Turn each line of the items below into a numbered list, leaving out any blank lines.

### Data for this exercise
────────────────

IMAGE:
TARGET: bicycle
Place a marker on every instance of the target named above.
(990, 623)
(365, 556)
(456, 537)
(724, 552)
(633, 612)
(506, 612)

────────────────

### Response for this exercise
1. IMAGE:
2. TARGET: bicycle
3. Place a marker on every instance of the target named above.
4. (990, 623)
5. (365, 556)
6. (456, 537)
7. (724, 552)
8. (633, 612)
9. (506, 612)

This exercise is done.